Stored data
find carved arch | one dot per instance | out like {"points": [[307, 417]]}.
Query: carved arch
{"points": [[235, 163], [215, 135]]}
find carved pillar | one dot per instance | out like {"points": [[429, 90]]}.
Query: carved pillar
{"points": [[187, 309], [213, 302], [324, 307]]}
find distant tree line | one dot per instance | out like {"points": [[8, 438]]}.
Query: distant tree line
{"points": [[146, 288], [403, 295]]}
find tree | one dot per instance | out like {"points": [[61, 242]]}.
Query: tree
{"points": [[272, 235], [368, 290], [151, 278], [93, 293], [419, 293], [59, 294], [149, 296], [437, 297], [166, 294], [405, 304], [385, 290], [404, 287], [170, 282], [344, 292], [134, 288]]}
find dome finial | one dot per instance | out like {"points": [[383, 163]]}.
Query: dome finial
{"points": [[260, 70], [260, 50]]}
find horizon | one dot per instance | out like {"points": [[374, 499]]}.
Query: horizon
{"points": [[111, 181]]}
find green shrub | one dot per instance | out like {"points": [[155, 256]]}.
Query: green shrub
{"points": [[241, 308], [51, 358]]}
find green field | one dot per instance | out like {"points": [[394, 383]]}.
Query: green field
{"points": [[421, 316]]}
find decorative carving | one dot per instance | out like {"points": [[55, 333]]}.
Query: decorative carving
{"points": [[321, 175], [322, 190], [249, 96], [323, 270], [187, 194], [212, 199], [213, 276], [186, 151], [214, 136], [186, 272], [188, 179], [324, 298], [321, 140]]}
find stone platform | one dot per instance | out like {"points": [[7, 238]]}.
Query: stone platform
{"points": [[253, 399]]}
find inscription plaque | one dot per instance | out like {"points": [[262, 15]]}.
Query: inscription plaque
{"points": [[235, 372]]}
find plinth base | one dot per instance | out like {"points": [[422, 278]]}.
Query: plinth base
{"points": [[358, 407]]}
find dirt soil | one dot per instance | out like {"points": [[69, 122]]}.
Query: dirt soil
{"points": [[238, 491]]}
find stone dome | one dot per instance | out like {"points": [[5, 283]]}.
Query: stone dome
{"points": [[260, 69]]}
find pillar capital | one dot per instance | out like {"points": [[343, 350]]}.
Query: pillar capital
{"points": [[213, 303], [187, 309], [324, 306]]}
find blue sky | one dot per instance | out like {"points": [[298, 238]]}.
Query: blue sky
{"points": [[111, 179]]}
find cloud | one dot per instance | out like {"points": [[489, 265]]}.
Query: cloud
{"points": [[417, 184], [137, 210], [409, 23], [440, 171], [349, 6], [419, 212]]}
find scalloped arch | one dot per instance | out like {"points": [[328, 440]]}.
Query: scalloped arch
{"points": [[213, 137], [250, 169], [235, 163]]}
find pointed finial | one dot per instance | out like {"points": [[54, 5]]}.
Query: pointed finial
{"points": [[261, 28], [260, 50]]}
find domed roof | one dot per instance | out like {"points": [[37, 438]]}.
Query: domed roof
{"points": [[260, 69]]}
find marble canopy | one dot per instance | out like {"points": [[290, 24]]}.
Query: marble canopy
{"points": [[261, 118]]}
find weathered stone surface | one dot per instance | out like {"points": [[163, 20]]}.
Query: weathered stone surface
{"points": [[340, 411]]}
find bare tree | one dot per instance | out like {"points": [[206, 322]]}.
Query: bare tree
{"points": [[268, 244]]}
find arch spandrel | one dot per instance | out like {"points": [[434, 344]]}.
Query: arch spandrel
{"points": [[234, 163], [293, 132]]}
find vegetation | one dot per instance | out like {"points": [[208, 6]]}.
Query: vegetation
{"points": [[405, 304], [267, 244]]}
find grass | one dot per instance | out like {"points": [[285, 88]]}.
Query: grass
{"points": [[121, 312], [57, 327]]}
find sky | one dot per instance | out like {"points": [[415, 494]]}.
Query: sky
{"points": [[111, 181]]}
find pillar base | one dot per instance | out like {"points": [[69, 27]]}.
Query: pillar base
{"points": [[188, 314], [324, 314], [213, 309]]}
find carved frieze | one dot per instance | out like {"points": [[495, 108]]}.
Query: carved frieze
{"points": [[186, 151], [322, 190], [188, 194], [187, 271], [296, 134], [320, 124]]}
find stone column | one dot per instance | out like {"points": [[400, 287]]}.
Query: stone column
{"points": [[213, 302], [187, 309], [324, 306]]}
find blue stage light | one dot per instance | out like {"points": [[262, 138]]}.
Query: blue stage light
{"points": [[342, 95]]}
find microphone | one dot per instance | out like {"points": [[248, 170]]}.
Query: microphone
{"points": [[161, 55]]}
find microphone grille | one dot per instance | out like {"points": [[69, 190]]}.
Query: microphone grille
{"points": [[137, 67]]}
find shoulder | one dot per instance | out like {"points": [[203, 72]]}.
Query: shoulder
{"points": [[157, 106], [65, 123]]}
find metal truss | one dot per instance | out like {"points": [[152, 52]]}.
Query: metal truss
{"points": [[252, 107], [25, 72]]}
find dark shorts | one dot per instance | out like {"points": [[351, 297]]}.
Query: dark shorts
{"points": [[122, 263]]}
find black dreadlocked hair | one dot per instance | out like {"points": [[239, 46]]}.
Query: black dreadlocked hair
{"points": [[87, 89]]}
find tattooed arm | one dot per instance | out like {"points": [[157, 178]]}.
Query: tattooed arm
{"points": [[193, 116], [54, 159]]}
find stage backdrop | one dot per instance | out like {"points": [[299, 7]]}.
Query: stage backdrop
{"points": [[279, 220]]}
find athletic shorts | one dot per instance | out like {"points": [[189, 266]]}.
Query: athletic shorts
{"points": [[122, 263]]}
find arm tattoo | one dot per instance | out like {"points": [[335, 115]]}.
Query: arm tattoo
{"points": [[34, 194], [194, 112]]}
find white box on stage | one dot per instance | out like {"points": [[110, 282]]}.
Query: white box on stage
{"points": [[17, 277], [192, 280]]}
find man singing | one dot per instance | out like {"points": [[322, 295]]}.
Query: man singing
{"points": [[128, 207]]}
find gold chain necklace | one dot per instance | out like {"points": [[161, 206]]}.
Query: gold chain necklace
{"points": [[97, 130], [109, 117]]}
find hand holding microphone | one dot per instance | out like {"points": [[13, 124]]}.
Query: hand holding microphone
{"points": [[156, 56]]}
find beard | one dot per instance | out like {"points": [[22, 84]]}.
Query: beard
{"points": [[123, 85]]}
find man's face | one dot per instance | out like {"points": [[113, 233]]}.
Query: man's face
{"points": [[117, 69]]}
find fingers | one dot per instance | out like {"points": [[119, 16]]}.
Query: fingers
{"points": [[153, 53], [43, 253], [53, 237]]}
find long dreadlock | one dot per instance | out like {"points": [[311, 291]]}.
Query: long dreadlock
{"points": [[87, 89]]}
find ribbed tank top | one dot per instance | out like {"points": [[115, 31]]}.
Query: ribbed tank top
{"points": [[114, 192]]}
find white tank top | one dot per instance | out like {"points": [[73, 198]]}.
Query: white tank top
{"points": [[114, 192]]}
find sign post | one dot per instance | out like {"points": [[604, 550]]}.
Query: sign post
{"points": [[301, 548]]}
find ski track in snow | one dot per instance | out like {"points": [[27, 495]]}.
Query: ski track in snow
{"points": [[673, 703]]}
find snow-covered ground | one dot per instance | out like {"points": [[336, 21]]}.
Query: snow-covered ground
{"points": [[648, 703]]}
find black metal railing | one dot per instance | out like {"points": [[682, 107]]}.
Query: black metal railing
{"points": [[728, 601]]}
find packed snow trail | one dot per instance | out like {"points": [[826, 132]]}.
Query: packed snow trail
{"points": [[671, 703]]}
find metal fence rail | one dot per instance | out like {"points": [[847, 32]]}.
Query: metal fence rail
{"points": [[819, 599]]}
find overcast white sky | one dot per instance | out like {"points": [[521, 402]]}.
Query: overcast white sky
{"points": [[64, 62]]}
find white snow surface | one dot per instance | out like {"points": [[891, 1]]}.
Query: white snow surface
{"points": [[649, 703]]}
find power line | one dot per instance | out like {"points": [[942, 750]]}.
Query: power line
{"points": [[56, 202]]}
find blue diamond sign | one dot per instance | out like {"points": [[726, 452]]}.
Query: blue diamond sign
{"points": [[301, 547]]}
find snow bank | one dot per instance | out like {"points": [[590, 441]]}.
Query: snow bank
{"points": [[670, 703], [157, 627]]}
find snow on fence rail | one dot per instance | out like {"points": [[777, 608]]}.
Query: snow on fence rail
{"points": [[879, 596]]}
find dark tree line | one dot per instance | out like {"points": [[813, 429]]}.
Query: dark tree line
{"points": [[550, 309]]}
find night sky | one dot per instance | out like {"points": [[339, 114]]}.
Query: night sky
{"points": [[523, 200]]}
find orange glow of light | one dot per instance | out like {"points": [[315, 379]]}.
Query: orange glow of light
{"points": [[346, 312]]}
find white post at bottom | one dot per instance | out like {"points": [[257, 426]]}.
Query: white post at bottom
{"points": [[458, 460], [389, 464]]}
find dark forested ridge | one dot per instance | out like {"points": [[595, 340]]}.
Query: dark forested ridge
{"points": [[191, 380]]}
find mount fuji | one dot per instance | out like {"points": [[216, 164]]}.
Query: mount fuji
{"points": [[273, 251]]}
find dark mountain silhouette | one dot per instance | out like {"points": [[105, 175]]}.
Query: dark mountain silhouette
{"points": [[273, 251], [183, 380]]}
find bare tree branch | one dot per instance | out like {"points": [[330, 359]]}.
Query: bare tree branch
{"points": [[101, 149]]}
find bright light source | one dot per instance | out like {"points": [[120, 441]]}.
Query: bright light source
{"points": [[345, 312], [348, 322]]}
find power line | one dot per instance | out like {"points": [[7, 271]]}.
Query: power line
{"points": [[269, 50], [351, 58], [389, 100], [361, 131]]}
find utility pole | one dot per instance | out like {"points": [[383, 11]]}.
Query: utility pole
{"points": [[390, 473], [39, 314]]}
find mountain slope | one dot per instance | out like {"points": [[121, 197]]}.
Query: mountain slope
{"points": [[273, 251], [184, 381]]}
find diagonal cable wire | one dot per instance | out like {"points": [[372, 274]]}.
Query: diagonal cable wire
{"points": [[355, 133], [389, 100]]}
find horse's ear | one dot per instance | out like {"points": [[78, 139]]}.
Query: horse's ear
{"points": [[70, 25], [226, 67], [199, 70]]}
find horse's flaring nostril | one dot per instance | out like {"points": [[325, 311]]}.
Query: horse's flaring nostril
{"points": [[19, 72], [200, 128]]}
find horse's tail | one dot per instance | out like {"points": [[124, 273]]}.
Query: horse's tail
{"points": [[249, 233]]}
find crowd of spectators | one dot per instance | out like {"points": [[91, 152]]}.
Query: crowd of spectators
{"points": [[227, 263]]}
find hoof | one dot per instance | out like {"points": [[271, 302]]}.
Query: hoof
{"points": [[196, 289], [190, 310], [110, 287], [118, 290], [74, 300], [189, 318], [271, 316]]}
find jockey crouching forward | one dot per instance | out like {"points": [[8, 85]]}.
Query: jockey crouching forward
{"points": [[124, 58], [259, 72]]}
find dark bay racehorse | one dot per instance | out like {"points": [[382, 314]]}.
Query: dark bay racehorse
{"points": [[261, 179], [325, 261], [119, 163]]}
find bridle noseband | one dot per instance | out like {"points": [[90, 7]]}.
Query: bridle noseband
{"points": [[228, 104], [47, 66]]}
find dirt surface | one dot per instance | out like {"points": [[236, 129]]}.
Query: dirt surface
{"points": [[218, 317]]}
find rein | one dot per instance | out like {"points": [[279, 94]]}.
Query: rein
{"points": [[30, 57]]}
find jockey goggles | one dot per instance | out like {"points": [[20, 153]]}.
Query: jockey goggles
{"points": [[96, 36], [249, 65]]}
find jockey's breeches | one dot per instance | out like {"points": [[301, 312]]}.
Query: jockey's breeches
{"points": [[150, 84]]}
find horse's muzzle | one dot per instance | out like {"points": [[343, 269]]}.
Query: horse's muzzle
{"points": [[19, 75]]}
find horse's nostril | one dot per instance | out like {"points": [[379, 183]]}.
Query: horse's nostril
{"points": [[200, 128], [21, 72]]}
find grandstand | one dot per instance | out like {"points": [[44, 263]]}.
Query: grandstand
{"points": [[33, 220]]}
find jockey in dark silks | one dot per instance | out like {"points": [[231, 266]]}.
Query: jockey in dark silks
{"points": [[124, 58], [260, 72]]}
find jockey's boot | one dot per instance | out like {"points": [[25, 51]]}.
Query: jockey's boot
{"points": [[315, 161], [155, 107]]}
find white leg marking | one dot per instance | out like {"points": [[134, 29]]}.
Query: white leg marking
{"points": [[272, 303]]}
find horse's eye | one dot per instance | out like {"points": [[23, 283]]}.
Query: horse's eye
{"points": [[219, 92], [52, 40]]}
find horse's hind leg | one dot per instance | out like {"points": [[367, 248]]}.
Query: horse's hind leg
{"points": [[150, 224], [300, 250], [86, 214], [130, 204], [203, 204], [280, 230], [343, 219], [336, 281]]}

- GIVEN EXERCISE: Everything from the line that contains "find jockey's boot" through the end of the records must be duplicated exactly, and nothing outside that range.

- WRITTEN SOLUTION:
find jockey's boot | one dot per instance | out like {"points": [[25, 51]]}.
Query: jockey's boot
{"points": [[315, 161], [155, 107]]}
find white leg marking | one dot per instance | out like {"points": [[134, 29]]}.
Query: white leg marking
{"points": [[272, 303]]}
find horse's eye | one dot per instance | out like {"points": [[23, 283]]}.
Query: horse's eye
{"points": [[219, 92], [52, 40]]}
find horse's hind leg | one dot per instance | out like {"points": [[367, 248]]}.
Query: horse's hind leg
{"points": [[150, 224], [300, 250], [86, 214], [130, 204], [203, 204], [280, 230], [343, 219], [336, 281]]}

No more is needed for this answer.